# [Records shown]
----------------------------------------

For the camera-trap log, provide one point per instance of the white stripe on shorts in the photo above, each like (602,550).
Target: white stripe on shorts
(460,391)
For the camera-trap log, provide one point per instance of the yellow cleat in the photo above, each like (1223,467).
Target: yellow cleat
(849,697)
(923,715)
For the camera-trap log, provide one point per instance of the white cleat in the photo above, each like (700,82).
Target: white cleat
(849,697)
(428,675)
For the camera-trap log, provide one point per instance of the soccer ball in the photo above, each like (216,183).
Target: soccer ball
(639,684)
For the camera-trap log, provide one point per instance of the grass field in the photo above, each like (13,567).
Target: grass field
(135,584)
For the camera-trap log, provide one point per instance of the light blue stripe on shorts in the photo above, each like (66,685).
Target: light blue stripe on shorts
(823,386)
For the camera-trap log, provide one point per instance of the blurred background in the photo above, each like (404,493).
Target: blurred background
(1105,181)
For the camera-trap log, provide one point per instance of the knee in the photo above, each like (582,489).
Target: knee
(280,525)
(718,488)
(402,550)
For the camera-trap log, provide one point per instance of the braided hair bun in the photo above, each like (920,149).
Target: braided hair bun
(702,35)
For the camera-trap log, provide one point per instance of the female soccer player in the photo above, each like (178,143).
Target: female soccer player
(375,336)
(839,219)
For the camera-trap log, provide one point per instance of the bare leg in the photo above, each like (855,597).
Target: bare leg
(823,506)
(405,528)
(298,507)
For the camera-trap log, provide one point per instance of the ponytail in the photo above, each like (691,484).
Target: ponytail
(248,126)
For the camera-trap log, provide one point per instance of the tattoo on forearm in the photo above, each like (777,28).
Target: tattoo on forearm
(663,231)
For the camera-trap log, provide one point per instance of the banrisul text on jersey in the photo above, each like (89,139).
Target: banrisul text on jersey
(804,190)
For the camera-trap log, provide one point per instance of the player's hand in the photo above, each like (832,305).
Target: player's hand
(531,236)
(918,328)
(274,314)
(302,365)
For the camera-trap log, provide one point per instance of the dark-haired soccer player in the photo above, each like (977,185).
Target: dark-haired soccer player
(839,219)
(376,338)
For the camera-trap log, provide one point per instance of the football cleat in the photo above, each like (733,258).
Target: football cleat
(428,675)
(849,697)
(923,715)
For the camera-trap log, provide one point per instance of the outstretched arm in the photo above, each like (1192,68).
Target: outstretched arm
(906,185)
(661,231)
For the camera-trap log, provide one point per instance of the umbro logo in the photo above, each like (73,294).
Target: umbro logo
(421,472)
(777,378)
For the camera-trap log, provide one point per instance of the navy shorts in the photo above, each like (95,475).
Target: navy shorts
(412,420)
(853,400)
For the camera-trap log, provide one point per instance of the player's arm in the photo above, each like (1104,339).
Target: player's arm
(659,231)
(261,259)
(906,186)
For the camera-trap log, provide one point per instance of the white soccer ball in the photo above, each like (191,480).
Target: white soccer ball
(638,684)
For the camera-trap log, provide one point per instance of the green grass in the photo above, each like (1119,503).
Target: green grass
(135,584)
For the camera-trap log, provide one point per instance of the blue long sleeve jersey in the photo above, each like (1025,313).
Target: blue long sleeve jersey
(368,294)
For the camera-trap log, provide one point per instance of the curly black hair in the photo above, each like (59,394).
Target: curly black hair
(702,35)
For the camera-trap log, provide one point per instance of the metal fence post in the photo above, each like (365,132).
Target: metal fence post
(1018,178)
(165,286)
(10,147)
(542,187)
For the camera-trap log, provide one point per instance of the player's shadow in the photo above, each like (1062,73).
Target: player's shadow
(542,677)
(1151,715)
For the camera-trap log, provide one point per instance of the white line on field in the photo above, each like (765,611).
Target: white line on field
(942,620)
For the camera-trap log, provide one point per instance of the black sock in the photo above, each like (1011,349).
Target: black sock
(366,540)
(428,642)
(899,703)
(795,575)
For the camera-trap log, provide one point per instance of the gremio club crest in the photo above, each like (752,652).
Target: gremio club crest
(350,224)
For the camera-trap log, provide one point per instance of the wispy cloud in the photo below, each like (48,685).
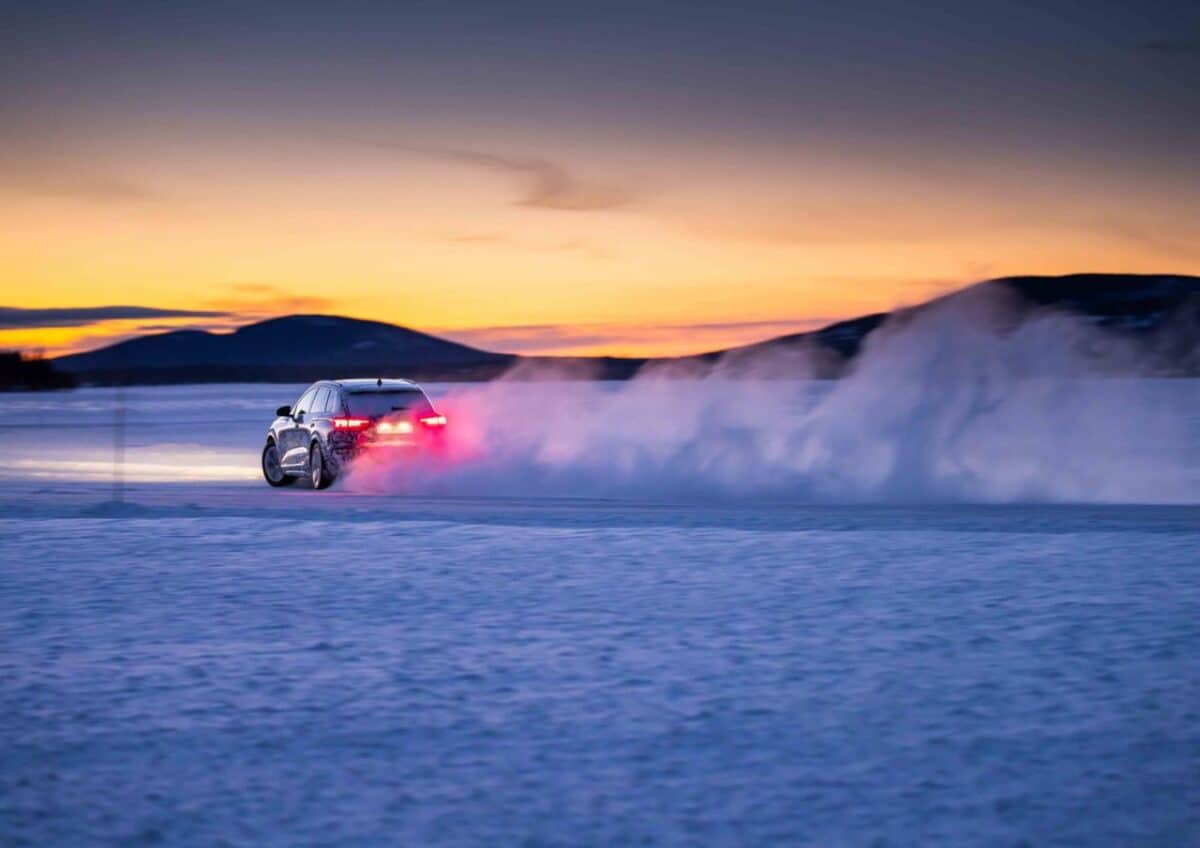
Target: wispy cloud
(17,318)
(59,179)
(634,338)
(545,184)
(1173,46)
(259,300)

----------------------------------------

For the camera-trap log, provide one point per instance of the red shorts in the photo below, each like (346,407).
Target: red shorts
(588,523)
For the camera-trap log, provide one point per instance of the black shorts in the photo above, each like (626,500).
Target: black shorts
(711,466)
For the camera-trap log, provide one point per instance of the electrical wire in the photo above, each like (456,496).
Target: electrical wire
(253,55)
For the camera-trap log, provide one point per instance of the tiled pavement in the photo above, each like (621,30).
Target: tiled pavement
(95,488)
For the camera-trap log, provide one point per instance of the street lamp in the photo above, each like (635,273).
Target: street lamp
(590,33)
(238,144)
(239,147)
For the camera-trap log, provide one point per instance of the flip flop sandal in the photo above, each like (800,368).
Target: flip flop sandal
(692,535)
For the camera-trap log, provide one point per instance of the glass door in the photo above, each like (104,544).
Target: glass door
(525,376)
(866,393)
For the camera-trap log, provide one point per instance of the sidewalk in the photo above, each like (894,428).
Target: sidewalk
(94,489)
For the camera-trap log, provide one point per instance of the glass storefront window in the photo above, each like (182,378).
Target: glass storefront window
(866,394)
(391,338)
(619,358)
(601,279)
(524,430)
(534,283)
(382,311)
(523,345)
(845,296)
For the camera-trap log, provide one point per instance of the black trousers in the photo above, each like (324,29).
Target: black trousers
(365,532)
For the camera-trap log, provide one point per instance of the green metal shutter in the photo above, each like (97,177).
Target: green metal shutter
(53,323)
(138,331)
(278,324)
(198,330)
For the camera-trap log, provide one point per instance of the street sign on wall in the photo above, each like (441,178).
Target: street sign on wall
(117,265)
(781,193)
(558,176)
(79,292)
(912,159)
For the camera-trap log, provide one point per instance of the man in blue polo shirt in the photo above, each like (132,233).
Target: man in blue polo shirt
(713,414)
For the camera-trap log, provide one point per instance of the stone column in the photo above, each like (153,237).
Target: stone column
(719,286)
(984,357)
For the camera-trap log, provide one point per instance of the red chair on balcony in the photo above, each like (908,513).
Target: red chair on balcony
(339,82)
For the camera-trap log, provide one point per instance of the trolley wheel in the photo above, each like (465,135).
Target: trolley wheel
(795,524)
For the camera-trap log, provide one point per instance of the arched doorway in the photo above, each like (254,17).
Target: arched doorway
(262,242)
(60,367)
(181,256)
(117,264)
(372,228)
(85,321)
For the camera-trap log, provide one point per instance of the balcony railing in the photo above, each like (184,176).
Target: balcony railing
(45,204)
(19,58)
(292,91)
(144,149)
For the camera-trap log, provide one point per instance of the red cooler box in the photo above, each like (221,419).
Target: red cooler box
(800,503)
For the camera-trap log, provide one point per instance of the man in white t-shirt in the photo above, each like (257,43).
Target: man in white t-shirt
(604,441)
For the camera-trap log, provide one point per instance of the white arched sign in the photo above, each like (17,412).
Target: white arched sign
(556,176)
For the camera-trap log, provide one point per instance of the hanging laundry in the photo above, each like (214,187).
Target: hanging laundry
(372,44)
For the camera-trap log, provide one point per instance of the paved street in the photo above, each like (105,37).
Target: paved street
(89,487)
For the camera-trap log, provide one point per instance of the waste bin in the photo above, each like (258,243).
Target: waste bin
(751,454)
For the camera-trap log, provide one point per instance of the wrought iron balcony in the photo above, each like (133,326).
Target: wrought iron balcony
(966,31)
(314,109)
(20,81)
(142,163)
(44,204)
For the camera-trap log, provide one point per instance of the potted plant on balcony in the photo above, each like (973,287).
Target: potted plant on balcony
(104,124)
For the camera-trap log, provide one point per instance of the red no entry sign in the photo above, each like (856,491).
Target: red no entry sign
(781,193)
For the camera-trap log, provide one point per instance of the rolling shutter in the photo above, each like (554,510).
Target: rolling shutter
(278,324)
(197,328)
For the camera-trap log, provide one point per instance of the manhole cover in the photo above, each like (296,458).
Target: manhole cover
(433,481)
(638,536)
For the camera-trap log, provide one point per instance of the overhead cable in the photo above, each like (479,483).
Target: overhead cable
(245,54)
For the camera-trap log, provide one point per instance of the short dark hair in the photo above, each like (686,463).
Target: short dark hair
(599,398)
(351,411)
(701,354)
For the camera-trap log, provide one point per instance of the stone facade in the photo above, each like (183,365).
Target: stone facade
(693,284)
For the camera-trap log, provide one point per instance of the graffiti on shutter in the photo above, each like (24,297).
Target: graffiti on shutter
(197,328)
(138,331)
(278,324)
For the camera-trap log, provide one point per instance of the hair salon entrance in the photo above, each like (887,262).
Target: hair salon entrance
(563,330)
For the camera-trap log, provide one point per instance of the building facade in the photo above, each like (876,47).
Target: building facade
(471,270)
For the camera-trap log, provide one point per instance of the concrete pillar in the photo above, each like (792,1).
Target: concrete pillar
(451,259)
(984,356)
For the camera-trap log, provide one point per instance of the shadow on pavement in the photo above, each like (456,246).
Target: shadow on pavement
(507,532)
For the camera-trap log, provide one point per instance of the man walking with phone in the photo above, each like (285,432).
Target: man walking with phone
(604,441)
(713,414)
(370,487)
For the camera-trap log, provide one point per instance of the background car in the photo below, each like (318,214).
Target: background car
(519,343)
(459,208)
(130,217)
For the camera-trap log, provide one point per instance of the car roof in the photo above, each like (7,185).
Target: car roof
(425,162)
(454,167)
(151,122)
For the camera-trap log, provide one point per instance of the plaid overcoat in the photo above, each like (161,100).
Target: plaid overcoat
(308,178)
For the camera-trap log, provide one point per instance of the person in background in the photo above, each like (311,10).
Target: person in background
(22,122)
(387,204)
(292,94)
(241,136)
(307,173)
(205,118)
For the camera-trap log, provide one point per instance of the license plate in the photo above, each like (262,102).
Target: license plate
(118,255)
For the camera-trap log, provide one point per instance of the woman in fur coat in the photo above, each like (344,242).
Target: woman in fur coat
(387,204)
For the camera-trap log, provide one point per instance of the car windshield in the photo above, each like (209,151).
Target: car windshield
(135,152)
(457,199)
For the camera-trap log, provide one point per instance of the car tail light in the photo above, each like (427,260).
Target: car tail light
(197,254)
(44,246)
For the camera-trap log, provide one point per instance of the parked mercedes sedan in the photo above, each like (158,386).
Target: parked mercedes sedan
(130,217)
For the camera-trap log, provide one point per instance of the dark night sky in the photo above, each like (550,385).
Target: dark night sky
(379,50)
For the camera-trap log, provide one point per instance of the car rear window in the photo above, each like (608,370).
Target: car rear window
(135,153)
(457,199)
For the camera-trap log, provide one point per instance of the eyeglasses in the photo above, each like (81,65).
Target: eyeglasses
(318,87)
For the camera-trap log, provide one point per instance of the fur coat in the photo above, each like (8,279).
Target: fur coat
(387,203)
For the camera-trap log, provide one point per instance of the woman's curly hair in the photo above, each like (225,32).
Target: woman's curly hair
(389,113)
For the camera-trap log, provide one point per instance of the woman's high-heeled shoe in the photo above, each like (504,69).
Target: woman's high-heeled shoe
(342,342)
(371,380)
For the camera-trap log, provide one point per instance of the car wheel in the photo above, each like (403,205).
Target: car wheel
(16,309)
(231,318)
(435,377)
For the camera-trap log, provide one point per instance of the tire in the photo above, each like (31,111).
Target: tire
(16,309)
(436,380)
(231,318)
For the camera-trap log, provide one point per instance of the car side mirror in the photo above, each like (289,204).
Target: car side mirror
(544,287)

----------------------------------------

# [Task to carry out]
I'd like the lines above from the one with "Target: black shorts" up to and including the one with "each like (894,428)." copied exactly, with no other lines.

# [Expected answer]
Target: black shorts
(711,466)
For the camera-trap log, provide one point per instance of the electrical wire in the photo above, each like (456,496).
Target: electrical wire
(253,55)
For the camera-trap log, provide one point per instance of the tiled pavement in the photo above, each like (621,30).
Target: tiled pavement
(95,488)
For the camera-trap log, provide one point per instance of the street lamp in the photo above, each like (635,273).
Target: street lamp
(590,33)
(238,144)
(239,147)
For the camera-trap log, provide one point per instance of the flip flop sandal in the photo above, each like (800,368).
Target: flip flop sandal
(692,535)
For the camera-trap log, provide one point per instance of the glass door in the photo above, each like (104,544).
Target: glass door
(525,376)
(866,393)
For the camera-trap log, provide one point per instance of the sidewalk in the photo above, each like (894,428).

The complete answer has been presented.